:: Source extract ::
########################################

How to serve any static directory?

[Yann Salaün]

Hi all,

I'm working on an application where we want the following to happen:

1. The administrators upload zip archives containing web content (whole static websites) through admin interface

2. The archive is unzipped in the background to a random directory

3. The static content is served at a url that looks like http://<host>/site/<pk>/, with the index.html at the root, all the paths to css and js files, etc.

I know how to configure the route, but I was wondering what to put in the view. I have tried with STATIC_{ROOT,URL} and MEDIA_{ROOT,URL} but I feel it's not the right way.

In summary : is there a way to put something like `return serve_this_static_directory()` in the view? or is there any workaround there?

Thanks for your answers

Yann

[Florian Schweikert]

On 01/09/15 16:34, Yann Salaün wrote:
> In summary : is there a way to put something like `return
> serve_this_static_directory()` in the view? or is there any workaround
> there?

Not sure if I get you right, you want to serve static files with django?
Is there any reason why it's not possible to serve them with nginx/apache?

########################################

:: Your tasks ::
a. From the thread about serving a static directory, copy word for word the passage starting at "3. The static" and ending at "js files, etc.".
b. Summarize the thread about serving a static directory in two sentences.

########################################

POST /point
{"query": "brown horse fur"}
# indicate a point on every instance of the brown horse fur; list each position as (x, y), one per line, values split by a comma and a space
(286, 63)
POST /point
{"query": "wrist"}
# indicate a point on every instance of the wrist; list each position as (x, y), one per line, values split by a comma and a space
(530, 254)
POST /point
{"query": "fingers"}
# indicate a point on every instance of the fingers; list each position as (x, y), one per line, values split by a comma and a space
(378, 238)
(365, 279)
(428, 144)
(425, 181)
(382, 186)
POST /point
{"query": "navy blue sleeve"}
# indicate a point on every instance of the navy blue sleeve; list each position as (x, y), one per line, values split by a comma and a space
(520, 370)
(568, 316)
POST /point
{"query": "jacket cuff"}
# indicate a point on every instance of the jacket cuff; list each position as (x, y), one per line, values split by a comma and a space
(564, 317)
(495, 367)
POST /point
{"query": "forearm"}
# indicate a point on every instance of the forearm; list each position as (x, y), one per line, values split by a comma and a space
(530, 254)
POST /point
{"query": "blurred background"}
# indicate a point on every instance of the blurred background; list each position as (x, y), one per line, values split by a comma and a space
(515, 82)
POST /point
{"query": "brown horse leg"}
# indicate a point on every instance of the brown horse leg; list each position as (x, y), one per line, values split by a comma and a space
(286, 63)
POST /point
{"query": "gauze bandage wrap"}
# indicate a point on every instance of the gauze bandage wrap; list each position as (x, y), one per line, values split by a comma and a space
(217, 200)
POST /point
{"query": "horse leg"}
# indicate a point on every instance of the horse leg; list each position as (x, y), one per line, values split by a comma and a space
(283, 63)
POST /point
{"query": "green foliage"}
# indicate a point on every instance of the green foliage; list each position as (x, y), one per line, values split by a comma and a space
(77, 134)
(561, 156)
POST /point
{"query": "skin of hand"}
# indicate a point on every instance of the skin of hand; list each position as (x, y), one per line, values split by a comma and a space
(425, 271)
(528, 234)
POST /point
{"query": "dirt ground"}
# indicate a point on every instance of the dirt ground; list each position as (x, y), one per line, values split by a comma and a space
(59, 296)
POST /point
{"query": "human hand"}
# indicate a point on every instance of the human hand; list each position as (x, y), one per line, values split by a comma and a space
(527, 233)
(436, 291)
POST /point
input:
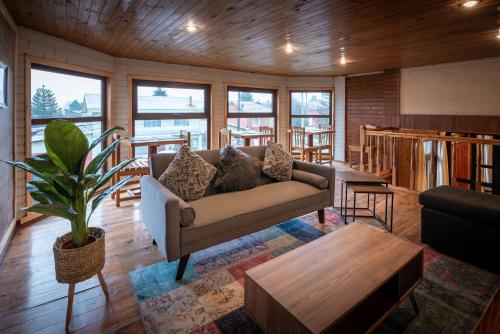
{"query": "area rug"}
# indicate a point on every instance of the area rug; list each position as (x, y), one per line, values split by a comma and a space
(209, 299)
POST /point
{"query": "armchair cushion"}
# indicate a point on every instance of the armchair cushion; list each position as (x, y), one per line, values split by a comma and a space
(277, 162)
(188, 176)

########################################

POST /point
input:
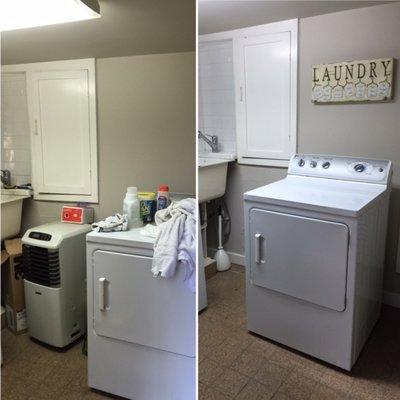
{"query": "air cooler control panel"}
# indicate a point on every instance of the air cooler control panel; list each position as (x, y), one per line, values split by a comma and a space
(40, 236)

########################################

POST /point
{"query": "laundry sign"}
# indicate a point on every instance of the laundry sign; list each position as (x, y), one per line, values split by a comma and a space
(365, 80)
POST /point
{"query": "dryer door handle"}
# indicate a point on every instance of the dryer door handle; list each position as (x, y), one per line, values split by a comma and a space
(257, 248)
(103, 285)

########################################

:: Solutions to each task ::
a.
3. The static content is served at a url that looks like http://<host>/site/<pk>/, with the index.html at the root, all the paths to css and js files, etc.

b. Yann Salaün describes an application where administrators upload zip archives of static websites, which are unzipped in the background to a random directory and served at a URL like http://<host>/site/<pk>/. Yann asks what to put in the view to serve such a directory, having tried the STATIC and MEDIA settings without feeling it was the right way, and Florian Schweikert replies by asking whether the aim is to serve static files with Django and why nginx or apache couldn't serve them.